Task details: Reproduce verbatim the stretch of the listing below from the line containing "spot the aircraft tire in the photo above" through the end of the listing, leaving the pictures out.

Data supplied:
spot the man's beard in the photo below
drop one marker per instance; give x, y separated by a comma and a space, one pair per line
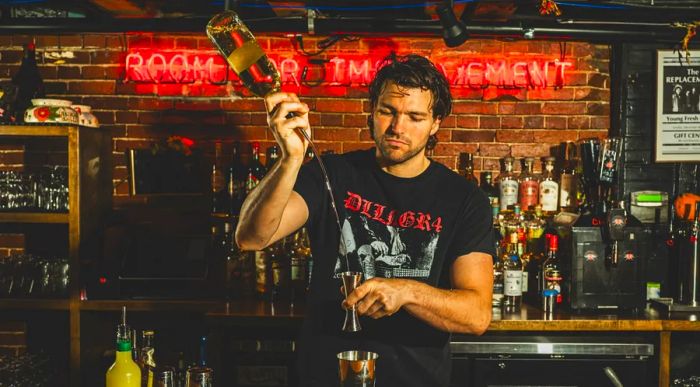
386, 152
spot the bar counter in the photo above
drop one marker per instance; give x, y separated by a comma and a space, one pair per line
528, 319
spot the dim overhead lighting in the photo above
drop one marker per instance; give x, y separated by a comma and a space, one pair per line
454, 32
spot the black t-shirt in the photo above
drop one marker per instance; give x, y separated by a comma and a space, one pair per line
393, 227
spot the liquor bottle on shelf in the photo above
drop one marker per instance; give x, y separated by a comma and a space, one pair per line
237, 175
27, 82
273, 155
551, 276
487, 186
279, 262
507, 185
124, 372
218, 183
528, 185
300, 255
466, 166
512, 276
238, 45
568, 180
256, 169
549, 188
147, 360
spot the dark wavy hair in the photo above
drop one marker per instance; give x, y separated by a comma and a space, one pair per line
413, 71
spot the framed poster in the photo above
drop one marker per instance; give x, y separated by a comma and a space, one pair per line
677, 107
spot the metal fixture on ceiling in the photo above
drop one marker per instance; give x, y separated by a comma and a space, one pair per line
454, 32
589, 20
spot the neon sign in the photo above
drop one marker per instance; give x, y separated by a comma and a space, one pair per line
208, 67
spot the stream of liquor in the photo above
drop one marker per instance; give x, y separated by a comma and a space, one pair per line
238, 45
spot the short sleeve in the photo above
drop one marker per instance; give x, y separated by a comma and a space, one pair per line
475, 231
310, 187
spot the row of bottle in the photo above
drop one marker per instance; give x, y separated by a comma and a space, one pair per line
520, 271
136, 366
553, 191
281, 271
232, 181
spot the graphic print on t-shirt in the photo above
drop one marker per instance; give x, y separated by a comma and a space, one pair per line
387, 242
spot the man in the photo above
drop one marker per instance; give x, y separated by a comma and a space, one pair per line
426, 231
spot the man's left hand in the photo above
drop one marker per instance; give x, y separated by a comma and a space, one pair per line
378, 297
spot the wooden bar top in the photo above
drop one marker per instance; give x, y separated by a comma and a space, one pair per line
529, 318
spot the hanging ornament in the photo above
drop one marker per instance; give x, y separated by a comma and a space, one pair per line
548, 7
690, 32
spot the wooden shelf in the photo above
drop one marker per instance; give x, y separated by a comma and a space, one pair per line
34, 304
151, 305
35, 130
33, 217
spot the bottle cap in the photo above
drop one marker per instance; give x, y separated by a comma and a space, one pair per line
554, 242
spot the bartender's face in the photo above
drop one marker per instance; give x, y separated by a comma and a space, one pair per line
402, 122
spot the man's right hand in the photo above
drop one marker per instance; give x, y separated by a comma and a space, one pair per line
285, 114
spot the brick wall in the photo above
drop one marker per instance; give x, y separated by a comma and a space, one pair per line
490, 122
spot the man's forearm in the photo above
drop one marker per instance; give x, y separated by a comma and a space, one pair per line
457, 310
262, 209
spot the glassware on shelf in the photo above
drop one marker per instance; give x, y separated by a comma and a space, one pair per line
46, 190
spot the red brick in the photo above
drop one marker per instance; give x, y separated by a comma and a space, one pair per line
107, 57
196, 106
473, 135
331, 119
111, 103
530, 150
68, 72
598, 109
533, 122
489, 122
528, 108
452, 149
150, 103
494, 150
598, 80
569, 108
555, 136
56, 88
339, 105
510, 136
463, 107
127, 117
506, 108
578, 122
351, 146
93, 72
549, 94
600, 123
448, 122
355, 120
10, 241
48, 72
244, 105
555, 123
117, 42
91, 87
511, 122
490, 164
467, 122
327, 134
250, 133
104, 117
186, 43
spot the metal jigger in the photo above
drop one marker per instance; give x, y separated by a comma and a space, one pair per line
351, 279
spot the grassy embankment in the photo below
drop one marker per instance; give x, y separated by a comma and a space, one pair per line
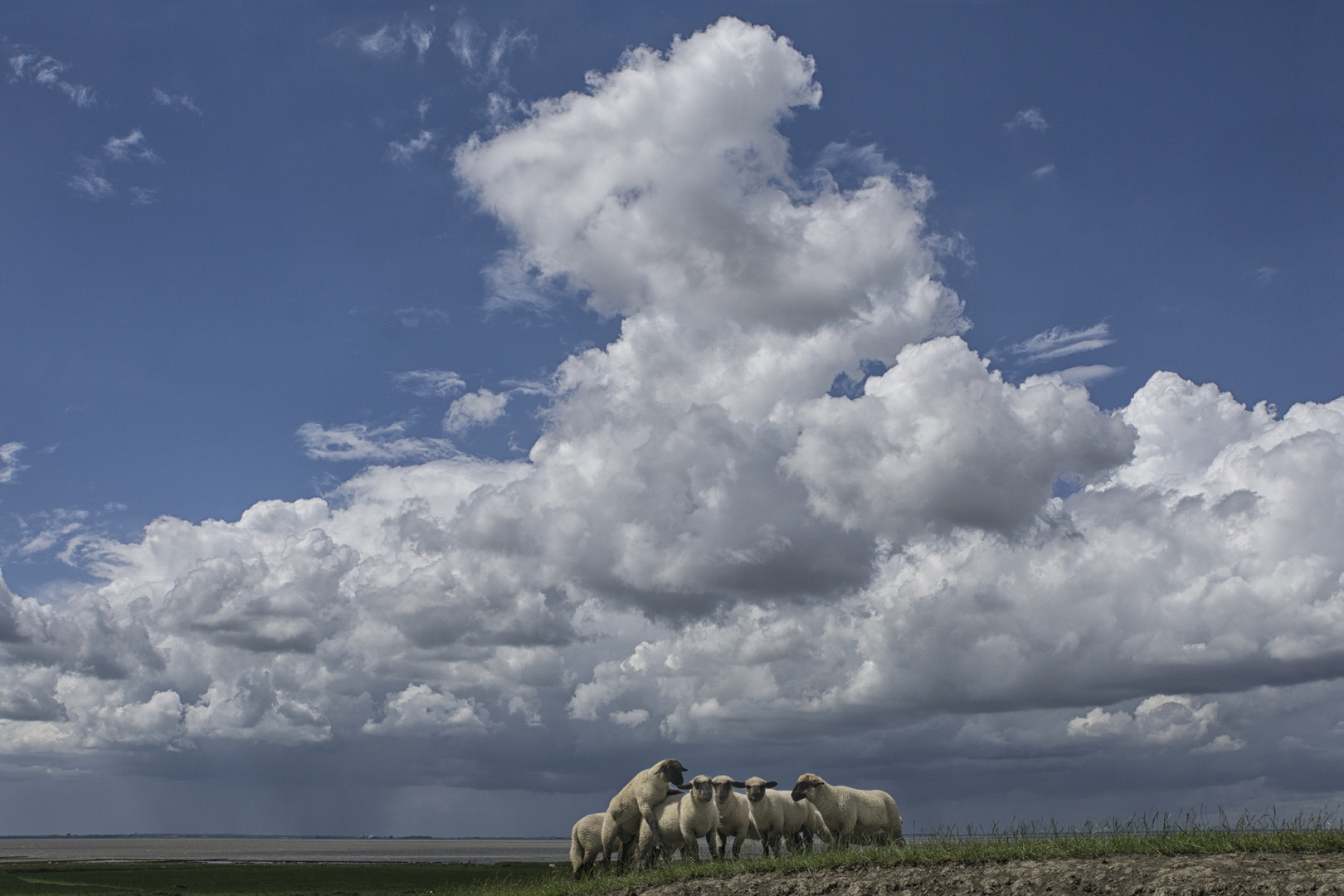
1157, 835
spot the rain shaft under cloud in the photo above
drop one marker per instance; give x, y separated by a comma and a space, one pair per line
704, 543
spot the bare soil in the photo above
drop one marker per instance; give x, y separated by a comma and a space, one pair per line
1226, 874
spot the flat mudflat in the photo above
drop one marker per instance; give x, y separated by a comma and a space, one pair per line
1222, 874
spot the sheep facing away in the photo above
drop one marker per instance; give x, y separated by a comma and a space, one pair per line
635, 805
682, 820
587, 844
778, 818
869, 816
734, 816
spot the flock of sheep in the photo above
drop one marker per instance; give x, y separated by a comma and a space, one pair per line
650, 817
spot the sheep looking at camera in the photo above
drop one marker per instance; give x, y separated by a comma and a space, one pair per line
683, 818
851, 815
777, 817
734, 816
635, 805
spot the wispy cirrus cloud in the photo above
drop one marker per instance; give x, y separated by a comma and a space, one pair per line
10, 465
487, 61
39, 69
1027, 119
1059, 342
370, 444
175, 101
390, 41
417, 314
403, 152
134, 147
88, 180
429, 383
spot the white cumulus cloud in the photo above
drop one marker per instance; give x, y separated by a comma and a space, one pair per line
704, 544
475, 409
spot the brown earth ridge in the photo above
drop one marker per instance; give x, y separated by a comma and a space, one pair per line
1224, 874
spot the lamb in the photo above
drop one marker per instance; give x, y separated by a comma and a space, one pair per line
852, 815
635, 806
683, 818
587, 844
734, 816
778, 818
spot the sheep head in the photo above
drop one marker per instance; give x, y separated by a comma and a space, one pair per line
806, 786
756, 787
671, 772
702, 789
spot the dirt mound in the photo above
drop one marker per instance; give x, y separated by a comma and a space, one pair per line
1227, 874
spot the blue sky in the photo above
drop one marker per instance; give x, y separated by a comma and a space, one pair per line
350, 253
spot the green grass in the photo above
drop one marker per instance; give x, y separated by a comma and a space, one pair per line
1191, 835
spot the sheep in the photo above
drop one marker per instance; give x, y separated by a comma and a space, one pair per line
635, 806
812, 826
734, 816
587, 843
683, 818
776, 817
851, 815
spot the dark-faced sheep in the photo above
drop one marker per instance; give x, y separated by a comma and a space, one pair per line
682, 820
852, 816
776, 817
734, 816
635, 805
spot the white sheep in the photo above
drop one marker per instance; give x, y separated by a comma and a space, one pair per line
635, 805
777, 817
851, 815
682, 820
812, 825
587, 844
734, 816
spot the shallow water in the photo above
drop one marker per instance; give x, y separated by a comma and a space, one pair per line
281, 850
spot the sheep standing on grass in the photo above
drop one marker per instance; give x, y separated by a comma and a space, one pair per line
812, 826
777, 818
587, 844
852, 815
635, 805
734, 816
682, 820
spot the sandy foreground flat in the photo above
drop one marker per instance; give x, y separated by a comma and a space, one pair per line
1230, 874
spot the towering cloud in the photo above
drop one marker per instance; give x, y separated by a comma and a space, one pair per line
704, 535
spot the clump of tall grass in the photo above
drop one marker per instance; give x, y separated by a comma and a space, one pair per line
1188, 833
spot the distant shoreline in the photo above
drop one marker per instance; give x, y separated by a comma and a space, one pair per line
260, 837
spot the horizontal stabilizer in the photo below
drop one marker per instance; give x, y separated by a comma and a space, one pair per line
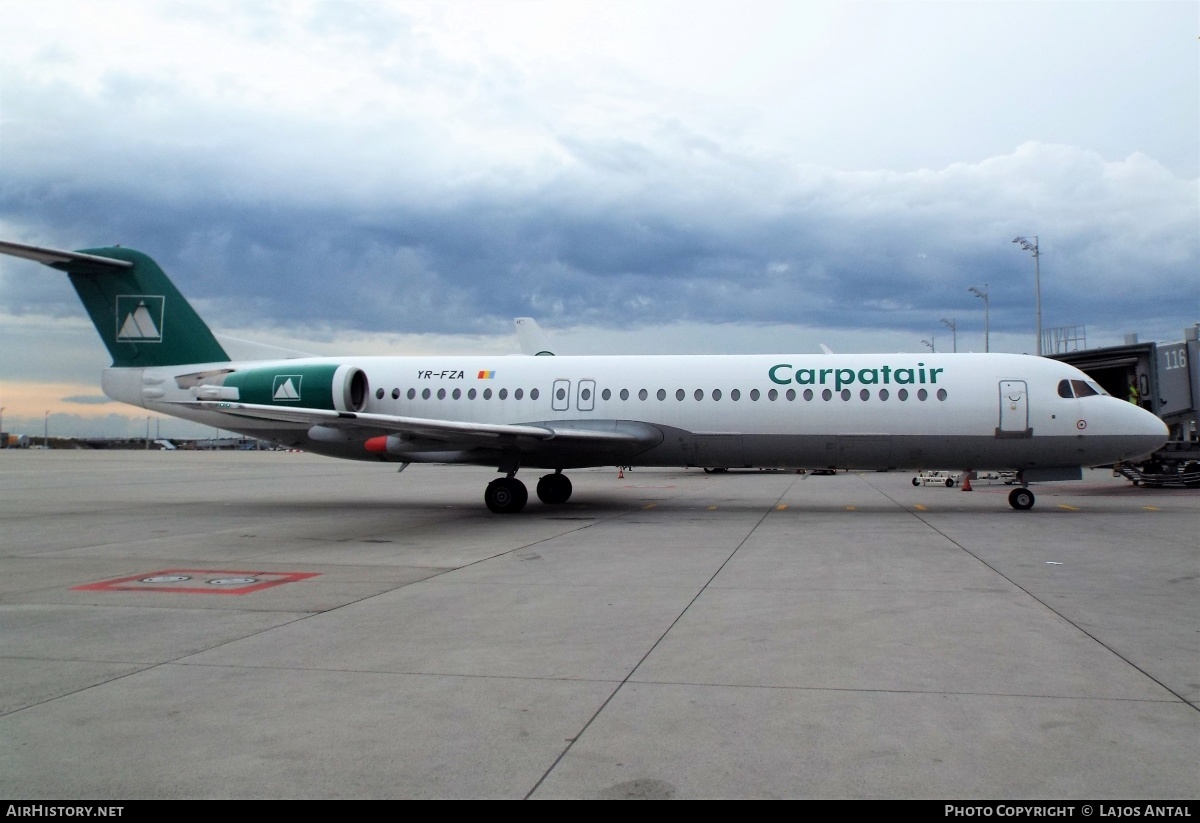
60, 259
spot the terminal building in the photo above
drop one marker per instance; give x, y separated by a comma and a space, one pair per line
1163, 378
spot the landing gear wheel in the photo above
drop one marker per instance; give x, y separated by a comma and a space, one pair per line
505, 496
1020, 499
553, 488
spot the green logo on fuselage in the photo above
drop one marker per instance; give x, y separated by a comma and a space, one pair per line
784, 374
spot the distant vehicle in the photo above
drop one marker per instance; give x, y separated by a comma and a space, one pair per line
936, 479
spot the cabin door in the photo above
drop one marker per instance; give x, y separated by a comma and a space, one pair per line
587, 396
561, 396
1014, 409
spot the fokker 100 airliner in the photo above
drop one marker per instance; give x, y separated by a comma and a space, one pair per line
1039, 418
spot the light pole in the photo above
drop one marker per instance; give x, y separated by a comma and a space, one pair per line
954, 330
985, 318
1037, 278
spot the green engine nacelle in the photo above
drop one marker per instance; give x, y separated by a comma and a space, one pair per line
333, 386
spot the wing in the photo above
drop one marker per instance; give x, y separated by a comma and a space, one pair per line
454, 433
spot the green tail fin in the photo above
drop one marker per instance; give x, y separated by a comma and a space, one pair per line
139, 313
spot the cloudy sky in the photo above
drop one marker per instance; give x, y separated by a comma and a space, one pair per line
706, 175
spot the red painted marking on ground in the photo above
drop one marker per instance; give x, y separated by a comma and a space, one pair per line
256, 581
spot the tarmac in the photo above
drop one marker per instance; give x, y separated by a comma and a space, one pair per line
277, 625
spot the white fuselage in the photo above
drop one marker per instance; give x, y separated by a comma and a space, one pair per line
853, 410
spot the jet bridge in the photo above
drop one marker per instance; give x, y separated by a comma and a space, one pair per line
1167, 379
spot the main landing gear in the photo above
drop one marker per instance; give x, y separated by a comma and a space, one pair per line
1020, 498
508, 496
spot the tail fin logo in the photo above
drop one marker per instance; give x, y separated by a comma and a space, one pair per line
139, 318
286, 388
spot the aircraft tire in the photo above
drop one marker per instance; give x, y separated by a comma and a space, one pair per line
1020, 499
505, 496
553, 488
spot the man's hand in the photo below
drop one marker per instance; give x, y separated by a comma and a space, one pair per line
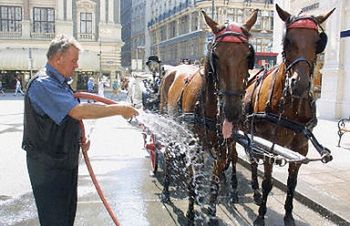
129, 112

Task output:
spot the aircraft tire in the photo above
drop one marker per instance; give x, y separated by a comma and a space, one pair per line
1020, 499
505, 496
553, 488
spot the man's hand in the photo below
drop one marker per instance; give x, y separated by a comma and a space, one pair per line
129, 112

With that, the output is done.